EXERCISE AIM >>
Select every line in the entries that contains the string "target", and copy each one.

(Stored records)
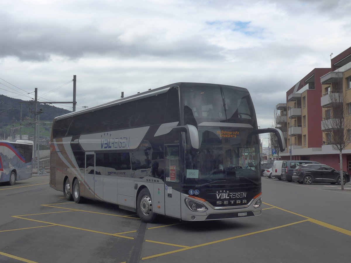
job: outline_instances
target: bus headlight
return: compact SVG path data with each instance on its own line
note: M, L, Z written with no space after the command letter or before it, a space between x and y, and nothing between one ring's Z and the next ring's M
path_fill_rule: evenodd
M261 197L260 197L258 200L256 200L256 202L255 202L255 203L253 205L253 207L255 208L258 208L259 207L260 207L262 205L262 199Z
M206 212L208 210L202 204L188 198L186 198L184 201L188 208L194 212Z

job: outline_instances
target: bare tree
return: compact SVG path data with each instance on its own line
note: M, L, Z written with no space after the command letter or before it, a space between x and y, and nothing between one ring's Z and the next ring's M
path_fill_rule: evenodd
M278 129L282 130L282 132L284 132L286 131L284 131L283 130L283 127L278 127L278 124L277 123L277 118L279 116L279 114L278 113L278 111L277 109L274 110L274 112L273 113L274 115L274 118L273 119L273 122L272 123L272 128L276 128ZM272 146L272 149L276 149L276 151L277 152L277 160L279 160L279 154L280 152L280 149L279 147L279 144L278 143L278 140L277 139L277 137L276 136L271 136L271 145Z
M342 152L350 143L351 119L346 93L343 92L342 80L338 78L332 83L332 89L330 92L330 108L325 112L322 128L327 133L325 141L332 144L333 149L339 151L340 163L340 176L342 190L344 190Z

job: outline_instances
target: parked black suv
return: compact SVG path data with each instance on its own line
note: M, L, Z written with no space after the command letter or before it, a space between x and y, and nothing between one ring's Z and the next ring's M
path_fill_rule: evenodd
M350 176L343 172L344 184L350 181ZM341 184L340 172L333 168L321 163L299 166L294 170L293 182L310 184L312 183L330 183Z
M284 161L282 165L282 175L280 178L283 181L291 182L292 179L292 173L294 169L299 165L308 163L320 163L319 162L314 161Z

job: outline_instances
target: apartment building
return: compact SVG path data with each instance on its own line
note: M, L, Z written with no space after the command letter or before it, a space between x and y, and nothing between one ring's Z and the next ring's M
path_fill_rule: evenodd
M344 105L344 134L351 141L351 47L331 62L330 68L307 74L286 92L286 102L277 104L277 128L287 146L281 160L316 161L339 169L332 143L338 134L336 116ZM351 170L351 143L342 153L343 170Z

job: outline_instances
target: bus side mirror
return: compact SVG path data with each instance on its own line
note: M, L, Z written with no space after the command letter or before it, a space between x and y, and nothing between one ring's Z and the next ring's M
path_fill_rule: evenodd
M194 125L186 124L184 126L177 126L172 129L177 132L185 132L187 133L190 138L191 146L194 149L199 149L200 145L199 133L196 127Z
M252 133L258 134L269 133L273 133L276 135L278 140L278 143L279 144L279 148L280 148L280 151L282 152L284 151L285 148L285 140L284 139L284 135L283 135L283 133L279 129L276 128L259 129Z

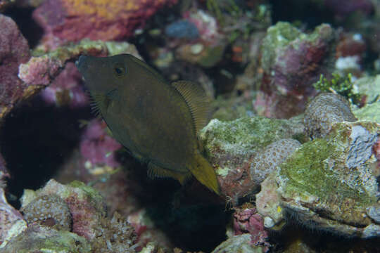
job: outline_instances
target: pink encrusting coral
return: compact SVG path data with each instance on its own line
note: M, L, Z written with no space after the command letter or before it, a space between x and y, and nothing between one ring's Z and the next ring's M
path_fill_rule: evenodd
M270 27L262 44L258 111L277 118L301 113L315 94L312 84L331 72L335 41L336 32L327 24L310 34L284 22Z
M11 18L0 14L0 119L33 90L17 76L18 65L30 58L27 41L17 25Z
M115 151L122 145L106 132L106 123L99 119L91 121L84 131L80 142L80 153L87 169L108 166L120 166L115 157Z
M269 249L270 245L267 242L268 233L264 227L264 219L255 208L247 207L235 209L234 231L235 235L249 233L253 245L265 246L265 252Z
M121 39L158 10L177 0L47 0L37 8L34 18L45 30L45 43L58 39L77 41L84 38L103 41Z
M88 96L81 82L80 74L74 63L68 63L51 84L41 92L41 96L48 104L68 105L72 108L87 106Z

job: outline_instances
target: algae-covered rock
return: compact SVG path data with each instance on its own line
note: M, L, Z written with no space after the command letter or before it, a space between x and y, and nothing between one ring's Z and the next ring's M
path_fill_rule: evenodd
M336 34L327 24L310 34L285 22L268 28L261 46L260 90L255 103L260 115L288 118L303 112L308 98L315 94L312 84L332 70Z
M379 84L380 85L380 84ZM368 120L380 124L380 101L368 104L365 107L353 111L360 120Z
M367 103L380 100L380 74L360 78L354 82L353 85L355 91L367 96Z
M86 239L74 233L34 224L13 238L0 253L87 253L91 249Z
M324 137L334 123L355 120L348 100L332 93L322 93L315 96L305 110L305 128L312 138Z
M222 195L236 203L239 197L257 189L270 172L266 167L251 170L252 163L258 162L253 160L256 153L283 138L302 139L303 134L303 125L299 119L254 117L230 122L213 119L201 131L200 139L209 161L216 169ZM279 144L272 148L281 149ZM262 164L271 162L265 155L260 159L264 160L259 161Z
M82 182L63 185L51 179L42 189L26 190L21 204L28 226L38 225L40 228L30 235L30 240L37 240L44 245L49 243L49 238L46 238L46 242L39 238L43 238L45 231L50 235L51 229L68 230L87 240L94 252L134 252L136 235L133 228L116 212L112 218L107 216L103 197ZM63 210L66 207L68 210ZM57 252L66 252L62 250ZM67 252L76 252L68 249Z
M234 235L217 246L212 253L262 253L265 246L255 246L250 234Z
M304 143L279 166L276 181L282 207L313 228L380 236L380 225L367 214L379 195L369 165L379 130L372 122L338 123L325 138Z

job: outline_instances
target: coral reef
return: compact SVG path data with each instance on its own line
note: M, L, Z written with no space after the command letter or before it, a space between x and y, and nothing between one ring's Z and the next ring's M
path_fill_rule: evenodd
M115 152L121 144L106 134L106 123L93 119L87 125L80 142L82 163L91 174L111 172L120 167Z
M165 4L176 2L113 0L91 4L84 0L47 0L33 15L44 27L47 44L56 44L56 40L78 41L84 38L115 40L131 37Z
M65 236L79 235L83 238L82 240L85 238L96 252L110 250L118 253L134 252L133 228L117 213L112 219L107 217L103 197L83 183L74 181L65 186L51 179L42 189L36 191L25 190L21 200L25 218L32 222L32 226L36 226L35 221L44 221L41 223L44 226L37 227L41 228L42 235L33 235L30 240L42 236L44 233L51 233L51 231L42 228L47 226L60 229L60 231L68 230L72 232L65 234ZM65 207L68 209L65 210ZM51 219L55 222L52 223ZM52 233L53 238L57 236L54 235L55 233ZM48 242L49 240L42 242ZM15 243L14 247L18 247L21 242Z
M7 202L4 190L0 188L0 248L3 247L2 243L9 240L9 237L12 236L13 226L16 224L17 226L25 226L25 223L23 215Z
M13 237L1 253L90 253L90 244L75 233L33 224Z
M253 246L252 245L251 235L243 234L234 235L227 239L217 246L212 253L262 253L265 252L265 247Z
M312 138L326 136L334 123L355 120L348 101L334 93L319 94L308 104L305 110L305 128Z
M279 166L276 182L267 183L278 185L281 200L281 206L277 202L267 209L284 214L284 208L292 219L315 229L379 236L380 226L367 213L377 205L377 183L369 164L379 130L375 123L336 123L326 138L303 144Z
M18 65L30 58L27 40L11 18L0 14L0 122L14 105L36 87L18 77Z
M254 117L225 122L211 120L201 131L200 139L208 160L216 167L222 194L234 204L239 197L257 189L264 179L262 176L257 176L269 172L262 167L258 168L260 171L251 170L256 153L282 138L300 137L303 129L297 119L288 121ZM266 157L264 160L263 164L267 162ZM251 171L255 174L251 175Z
M36 197L21 209L28 225L38 223L57 230L71 231L71 214L65 201L54 195Z
M35 87L33 94L41 93L48 104L68 105L70 108L88 105L80 74L72 63L82 54L106 56L129 53L140 57L136 48L126 42L103 42L82 40L54 51L44 53L46 48L36 50L27 63L20 65L18 77L25 85Z
M250 173L251 180L260 185L277 165L285 161L300 145L297 140L284 138L266 146L255 155L252 161Z
M312 84L321 73L331 71L328 66L334 61L331 45L336 39L334 30L327 24L310 34L284 22L268 28L262 44L257 110L278 118L302 112L308 98L314 94Z

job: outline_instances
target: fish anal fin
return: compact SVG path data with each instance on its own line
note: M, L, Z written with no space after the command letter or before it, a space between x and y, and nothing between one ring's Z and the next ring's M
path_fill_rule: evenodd
M156 165L156 164L150 162L148 164L148 176L151 179L154 179L155 177L158 178L165 178L165 177L171 177L175 179L177 179L181 183L182 185L184 184L187 180L191 177L191 173L180 173L171 171L167 169L163 168Z
M172 86L184 98L193 117L196 132L202 129L208 122L210 115L210 99L203 89L191 81L178 81Z

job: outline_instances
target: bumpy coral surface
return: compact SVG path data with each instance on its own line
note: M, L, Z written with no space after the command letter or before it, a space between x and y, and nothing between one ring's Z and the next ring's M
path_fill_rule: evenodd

EXPECTED ANSWER >>
target: bus headlight
target: bare tree
target: parked black suv
target: apartment building
target: bus side mirror
target: pink encrusting coral
target: algae-covered rock
target: coral reef
target: fish anal fin
target: bumpy coral surface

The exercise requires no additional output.